───── Teks yang Diberikan
Kota Tangsel Masuk Level Menengah Potensi Bencana Hidrometeorologi

Sekretaris Badan Penanggulangan Bencana Daerah (BPBD) Kota Tangsel Essa Nugraha. Tri Budi/Bantenekspres.co.id 

SERPONG, BANTENEKSPRES.CO.ID – Potensi bencana di Provinsi Banten dan termasuk Kota Tangsel cukup besar. Mulai dari ancaman bencana Hidrometeorologi
karena curah hujan tinggi, bencana ekologi, banjir hingga ancaman bencana gempa megathrust.

Potensi-potemsi bencana tersebut harus diwaspadai agar bila sewaktu-waktu terjadi kita bisa mengantisipasi dan mengambil langkah-langkah yang tepat.

Bacaan Lainnya

Sekretaris Badan Penanggulangan Bencana Daerah (BPBD) Kota Tangsel Essa Nugraha mengatakan, pada 5 Desember 2025 lalu pihaknya menerima surat edaran dari BNPB terkait adanya potensi bencana hidrometeorologi pada dasarian ketiga Desember di Provinsi Banten, khususnya Kota Tangsel.
──────────
───── Kutipan Catatan
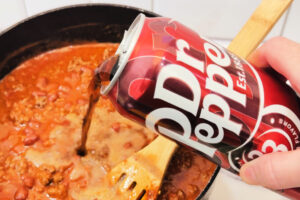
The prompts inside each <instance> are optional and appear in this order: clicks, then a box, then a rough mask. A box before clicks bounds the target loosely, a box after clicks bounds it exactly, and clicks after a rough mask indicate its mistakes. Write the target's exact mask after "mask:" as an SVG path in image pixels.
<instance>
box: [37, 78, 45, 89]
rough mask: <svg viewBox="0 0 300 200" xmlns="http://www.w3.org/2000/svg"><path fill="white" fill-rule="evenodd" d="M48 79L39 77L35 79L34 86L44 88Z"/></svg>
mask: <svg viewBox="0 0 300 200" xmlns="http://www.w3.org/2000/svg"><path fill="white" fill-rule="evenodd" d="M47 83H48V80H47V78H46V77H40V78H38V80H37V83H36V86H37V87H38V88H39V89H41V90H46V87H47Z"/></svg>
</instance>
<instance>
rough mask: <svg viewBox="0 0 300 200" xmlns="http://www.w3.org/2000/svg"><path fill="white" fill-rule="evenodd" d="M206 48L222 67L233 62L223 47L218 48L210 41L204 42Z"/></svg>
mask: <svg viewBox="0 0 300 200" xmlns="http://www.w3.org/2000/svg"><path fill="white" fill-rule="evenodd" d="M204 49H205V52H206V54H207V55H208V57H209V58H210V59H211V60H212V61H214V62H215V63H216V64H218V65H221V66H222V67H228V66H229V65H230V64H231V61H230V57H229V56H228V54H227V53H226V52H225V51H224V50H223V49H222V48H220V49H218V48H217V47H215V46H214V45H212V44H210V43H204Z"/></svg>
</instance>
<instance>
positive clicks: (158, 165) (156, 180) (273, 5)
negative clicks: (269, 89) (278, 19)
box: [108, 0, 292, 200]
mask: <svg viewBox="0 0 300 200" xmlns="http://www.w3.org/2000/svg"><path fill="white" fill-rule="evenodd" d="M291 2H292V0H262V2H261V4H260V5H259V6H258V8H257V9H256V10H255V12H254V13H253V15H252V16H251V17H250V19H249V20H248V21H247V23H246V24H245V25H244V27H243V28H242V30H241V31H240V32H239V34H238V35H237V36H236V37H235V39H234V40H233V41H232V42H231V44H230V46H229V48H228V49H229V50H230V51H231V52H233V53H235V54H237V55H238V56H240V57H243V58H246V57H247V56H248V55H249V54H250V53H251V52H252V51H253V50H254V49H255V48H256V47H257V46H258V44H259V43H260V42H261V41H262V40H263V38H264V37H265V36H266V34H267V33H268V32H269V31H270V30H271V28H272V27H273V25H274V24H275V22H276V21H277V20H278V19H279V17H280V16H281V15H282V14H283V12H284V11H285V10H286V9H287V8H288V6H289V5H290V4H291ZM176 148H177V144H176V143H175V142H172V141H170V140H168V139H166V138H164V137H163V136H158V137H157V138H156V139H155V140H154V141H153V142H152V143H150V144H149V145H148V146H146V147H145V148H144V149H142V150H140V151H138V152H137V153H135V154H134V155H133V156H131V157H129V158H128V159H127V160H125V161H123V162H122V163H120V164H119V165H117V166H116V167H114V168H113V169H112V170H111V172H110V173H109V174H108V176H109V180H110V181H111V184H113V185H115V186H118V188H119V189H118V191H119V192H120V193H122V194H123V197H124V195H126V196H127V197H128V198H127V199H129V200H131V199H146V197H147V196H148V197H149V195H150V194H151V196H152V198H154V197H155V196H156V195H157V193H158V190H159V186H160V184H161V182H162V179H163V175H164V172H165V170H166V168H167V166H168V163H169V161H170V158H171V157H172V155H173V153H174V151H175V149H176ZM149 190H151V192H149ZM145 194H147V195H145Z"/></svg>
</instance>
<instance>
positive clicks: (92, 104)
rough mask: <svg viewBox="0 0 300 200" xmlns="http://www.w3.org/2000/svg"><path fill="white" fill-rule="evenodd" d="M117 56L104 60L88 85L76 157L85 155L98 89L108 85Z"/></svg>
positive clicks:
──────────
- Yang Perlu Dikerjakan -
A - Menurut teks tentang potensi bencana di Kota Tangsel, pada tanggal berapa BPBD Kota Tangsel menerima surat edaran dari BNPB?
B - Tolong ulangi baris-baris catatan, dimulai dari awal catatan dan berhenti setelah baris yang memuat "79L39 77L35 79L34". Gambar tidak perlu disertakan dalam jawaban.

- Jawaban per Tugas -
A - Pada 5 Desember 2025.

B -
The prompts inside each <instance> are optional and appear in this order: clicks, then a box, then a rough mask. A box before clicks bounds the target loosely, a box after clicks bounds it exactly, and clicks after a rough mask indicate its mistakes. Write the target's exact mask after "mask:" as an SVG path in image pixels.
<instance>
box: [37, 78, 45, 89]
rough mask: <svg viewBox="0 0 300 200" xmlns="http://www.w3.org/2000/svg"><path fill="white" fill-rule="evenodd" d="M48 79L39 77L35 79L34 86L44 88Z"/></svg>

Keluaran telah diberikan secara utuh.